What to work on. Repeat every line below exactly as it reads.

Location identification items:
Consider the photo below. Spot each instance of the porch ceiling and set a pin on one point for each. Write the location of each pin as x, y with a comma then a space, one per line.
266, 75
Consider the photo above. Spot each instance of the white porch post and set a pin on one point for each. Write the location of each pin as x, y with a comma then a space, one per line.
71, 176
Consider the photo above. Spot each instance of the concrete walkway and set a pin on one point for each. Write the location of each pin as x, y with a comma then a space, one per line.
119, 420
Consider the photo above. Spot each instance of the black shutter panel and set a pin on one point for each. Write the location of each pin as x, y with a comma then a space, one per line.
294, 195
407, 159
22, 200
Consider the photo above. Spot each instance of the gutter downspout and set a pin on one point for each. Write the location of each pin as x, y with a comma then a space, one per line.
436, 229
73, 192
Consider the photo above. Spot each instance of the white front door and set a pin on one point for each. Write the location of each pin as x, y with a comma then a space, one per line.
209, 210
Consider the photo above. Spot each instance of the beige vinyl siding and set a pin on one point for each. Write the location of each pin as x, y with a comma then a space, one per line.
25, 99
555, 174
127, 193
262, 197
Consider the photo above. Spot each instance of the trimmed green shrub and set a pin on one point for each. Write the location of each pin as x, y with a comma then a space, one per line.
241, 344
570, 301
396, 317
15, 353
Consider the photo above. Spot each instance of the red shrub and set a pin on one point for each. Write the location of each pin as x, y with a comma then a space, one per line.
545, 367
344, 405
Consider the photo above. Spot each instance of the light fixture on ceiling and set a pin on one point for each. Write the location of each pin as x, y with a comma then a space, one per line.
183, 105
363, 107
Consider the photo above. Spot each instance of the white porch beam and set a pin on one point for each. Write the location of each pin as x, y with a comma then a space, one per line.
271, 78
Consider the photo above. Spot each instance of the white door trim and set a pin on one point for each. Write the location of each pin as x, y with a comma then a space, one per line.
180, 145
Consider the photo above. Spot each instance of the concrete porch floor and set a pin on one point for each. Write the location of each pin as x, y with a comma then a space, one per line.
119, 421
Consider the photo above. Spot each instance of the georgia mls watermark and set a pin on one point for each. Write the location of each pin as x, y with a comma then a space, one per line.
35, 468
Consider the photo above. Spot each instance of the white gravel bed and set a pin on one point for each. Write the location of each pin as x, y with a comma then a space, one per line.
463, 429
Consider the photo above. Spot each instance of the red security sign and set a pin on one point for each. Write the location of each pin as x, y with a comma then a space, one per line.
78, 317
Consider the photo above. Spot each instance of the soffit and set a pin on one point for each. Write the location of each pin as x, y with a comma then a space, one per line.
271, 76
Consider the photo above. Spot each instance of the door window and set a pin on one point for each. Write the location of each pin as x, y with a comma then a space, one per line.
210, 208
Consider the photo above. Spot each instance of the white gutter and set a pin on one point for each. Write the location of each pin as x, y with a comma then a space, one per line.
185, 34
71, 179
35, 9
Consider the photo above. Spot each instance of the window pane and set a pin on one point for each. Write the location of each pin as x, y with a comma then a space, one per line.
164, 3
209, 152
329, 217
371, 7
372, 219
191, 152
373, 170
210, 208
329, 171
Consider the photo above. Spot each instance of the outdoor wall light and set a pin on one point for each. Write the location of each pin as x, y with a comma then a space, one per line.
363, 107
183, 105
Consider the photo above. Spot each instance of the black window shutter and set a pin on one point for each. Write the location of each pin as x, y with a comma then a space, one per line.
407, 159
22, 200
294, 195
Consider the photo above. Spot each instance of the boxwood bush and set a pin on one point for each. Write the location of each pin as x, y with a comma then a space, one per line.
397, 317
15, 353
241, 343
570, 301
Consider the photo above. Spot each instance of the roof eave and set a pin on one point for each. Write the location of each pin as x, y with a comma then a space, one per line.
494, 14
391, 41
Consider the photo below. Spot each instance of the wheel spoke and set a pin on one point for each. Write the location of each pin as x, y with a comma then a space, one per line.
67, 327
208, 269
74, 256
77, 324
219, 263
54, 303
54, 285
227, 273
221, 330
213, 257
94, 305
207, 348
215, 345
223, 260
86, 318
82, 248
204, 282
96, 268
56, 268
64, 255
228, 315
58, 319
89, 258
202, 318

Solution to this task.
Consider the photo below. Spot each instance of the porch ceiling and set a pin on one point for each. Write the location of each pin as x, y with a comma then a space, one per line.
266, 75
Consider the photo above. Spot each instance of the white porch post and set a pin on one point for each. Write the location of each pin as x, y with a comma then a space, one per line.
71, 176
Consider the photo above. Spot each instance of the concrete walkway and set a pin on one point for each. Write the location of each pin as x, y with a comma then a space, one per line.
119, 420
Consider the photo above. Spot each instance of the black shutter panel and set a pin on one point for each. Write the location of each pin as x, y with a comma then a space, one per line.
294, 195
407, 159
22, 200
Consider the photo above. Spot each instance of the gutter downspout and set a pin on one point for each. Write the location of each pin as x, y with a comma then a space, one per line.
436, 229
73, 192
Consider the photo above. Spot each instance of the white front door and set a pin on one point for each. Write the location of each pin as x, y with a comma then a space, one per line.
209, 210
Consider the photo above. Spot each instance of the beige vinyl siding and set a pin on one point for each. Write the location of each pin as x, y with a comma then a space, one per line.
25, 99
555, 174
127, 193
262, 197
Consider the photo above. Spot each instance of the trimmed green shrub and set a pin on one point for each. Write the location of each pin as x, y with a comma then a space, one per line.
241, 344
570, 301
396, 317
15, 353
Consider the photo above. Spot each instance of the red shrub and set a pin on one point for each. Write the location of each pin as x, y with a comma then a space, one per line.
545, 367
344, 405
Consider the photo above. Spot each instance of the light fixture on ceiling and set a pin on one point for each. Write the location of each pin as x, y with a comma then a space, one per line.
183, 105
363, 107
Consider the photo above. Spot each instance of the white porch beam and set a pin on one point for each. Write the location of each pin as x, y with a comma then a space, one per line.
271, 78
Consider the photo above. Spot each instance of the white door trim and set a pin on one point for each. Write the location of each pin as x, y with a comma then a space, one per line.
180, 145
Consider the photo above. Spot each instance of the concrete porch floor and set a pin on one point for each. Write the location of each pin as x, y with a comma then a space, one per line.
119, 421
Consider the photo above. Spot each instance of the georgia mls watermark and set a pin on one point for each. Write the location of each pin as x, y with a comma then a space, one per line.
35, 468
Consider the photo above. Spot each instance of the white gravel bed and set a pin on one point for each. Write the location of each pin as x, y with a comma then a space, one per line.
463, 429
Consider the photo above. Spot each instance of the red security sign and set a pin on one point for each. Write the location of each pin as x, y with a comma then a space, one per line.
78, 317
Consider the photo above. Spot each instance of the soffit and set a pin on one point for each. Write the location of each pin as x, y with a comma then a space, one per line.
271, 76
Consider the photo above. Spot each instance of the door window and set a pin on one point for each. Write the location of each pin as x, y with a comma then a space, one per line.
210, 208
Consider the photo above. Spot each instance of the white gutter and set a pin on one point for each. Write the location of each pin as x, y with a comma then a space, one per line.
185, 34
71, 179
35, 9
Consider the photo above. Spot each instance of the window pane and set a pin on one point for each. Write the location of each pin as x, y with a comma then a space, one per line.
164, 3
209, 152
329, 217
371, 7
372, 219
191, 152
373, 170
210, 208
329, 171
Consider the photo above. Spot each instance of the outdoor wall light and set a pin on one point for each. Write the location of each pin as x, y with a comma then a space, one per line.
363, 107
183, 105
Consider the photo above. Spot each instance of the black window shutter and set a pin on one point for each. Write the location of each pin as x, y with a comma then a space, one per line.
407, 159
22, 200
294, 195
Consider the photo above. Spot each instance of the boxwood bush and set a pin on one point for each. Write the location of each pin as x, y with a comma then a space, one per line.
397, 317
15, 353
241, 343
570, 301
Consider the photo above. Spot each instance of the roof eave and set a pin on one point for each. Write the location of each pin as x, y with a comma then a space, one per line.
494, 14
391, 41
Consider the photo below. Spot each instance of the wheel spoke and set a pin on one point for each. Write the location of each pin as x, y with a comma then a space, one per line.
67, 327
208, 269
74, 256
77, 324
219, 263
54, 303
54, 285
227, 273
221, 330
213, 257
94, 305
207, 348
215, 345
223, 260
86, 318
82, 248
204, 282
96, 268
56, 268
64, 255
228, 315
58, 319
89, 258
202, 318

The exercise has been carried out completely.